'''

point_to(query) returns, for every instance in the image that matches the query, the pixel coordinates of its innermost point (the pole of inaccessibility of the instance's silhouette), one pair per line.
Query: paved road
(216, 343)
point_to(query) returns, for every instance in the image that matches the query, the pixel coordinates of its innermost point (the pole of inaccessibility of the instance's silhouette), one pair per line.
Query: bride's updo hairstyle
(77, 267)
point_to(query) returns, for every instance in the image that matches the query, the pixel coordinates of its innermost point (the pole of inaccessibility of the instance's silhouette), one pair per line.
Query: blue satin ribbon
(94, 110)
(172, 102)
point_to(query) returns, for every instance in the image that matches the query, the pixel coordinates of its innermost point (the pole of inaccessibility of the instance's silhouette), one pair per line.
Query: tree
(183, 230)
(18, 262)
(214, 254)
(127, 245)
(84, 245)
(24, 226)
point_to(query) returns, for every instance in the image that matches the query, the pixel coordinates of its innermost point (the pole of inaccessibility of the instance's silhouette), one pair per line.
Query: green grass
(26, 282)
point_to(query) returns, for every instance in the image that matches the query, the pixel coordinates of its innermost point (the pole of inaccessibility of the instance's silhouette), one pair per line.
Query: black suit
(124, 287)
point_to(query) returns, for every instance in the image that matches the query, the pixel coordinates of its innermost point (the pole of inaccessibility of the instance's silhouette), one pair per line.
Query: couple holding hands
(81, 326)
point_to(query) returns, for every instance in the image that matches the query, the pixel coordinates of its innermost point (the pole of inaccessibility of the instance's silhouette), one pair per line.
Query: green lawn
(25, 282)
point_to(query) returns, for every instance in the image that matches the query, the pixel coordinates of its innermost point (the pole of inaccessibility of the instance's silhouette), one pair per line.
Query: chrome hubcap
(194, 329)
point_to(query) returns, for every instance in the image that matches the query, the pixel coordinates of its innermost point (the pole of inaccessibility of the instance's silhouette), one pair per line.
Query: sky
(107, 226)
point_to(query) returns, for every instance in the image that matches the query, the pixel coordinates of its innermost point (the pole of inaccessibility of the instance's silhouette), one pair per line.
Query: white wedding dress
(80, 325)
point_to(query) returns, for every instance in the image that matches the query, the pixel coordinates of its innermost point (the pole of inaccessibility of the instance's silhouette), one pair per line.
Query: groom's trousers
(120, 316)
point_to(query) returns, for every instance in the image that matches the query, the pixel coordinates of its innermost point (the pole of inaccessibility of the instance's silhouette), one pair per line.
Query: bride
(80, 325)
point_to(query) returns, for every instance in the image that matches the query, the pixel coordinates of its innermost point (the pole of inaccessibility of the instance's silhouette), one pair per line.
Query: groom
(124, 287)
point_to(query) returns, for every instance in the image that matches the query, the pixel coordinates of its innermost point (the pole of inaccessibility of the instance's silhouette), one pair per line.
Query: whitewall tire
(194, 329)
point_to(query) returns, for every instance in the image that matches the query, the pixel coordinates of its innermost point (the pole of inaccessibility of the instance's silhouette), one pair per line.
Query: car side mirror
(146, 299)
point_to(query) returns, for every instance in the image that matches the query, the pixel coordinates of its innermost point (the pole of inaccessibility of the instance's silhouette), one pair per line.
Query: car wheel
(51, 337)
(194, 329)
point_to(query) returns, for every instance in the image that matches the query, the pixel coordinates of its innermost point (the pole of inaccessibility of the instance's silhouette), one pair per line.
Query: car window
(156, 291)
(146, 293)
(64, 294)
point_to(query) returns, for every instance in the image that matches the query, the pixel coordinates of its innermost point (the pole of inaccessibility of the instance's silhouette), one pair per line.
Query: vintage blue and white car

'''

- Exercise directions -
Please state how many lines in the rows above contain the string "bride". Give only the number.

- Exercise result -
2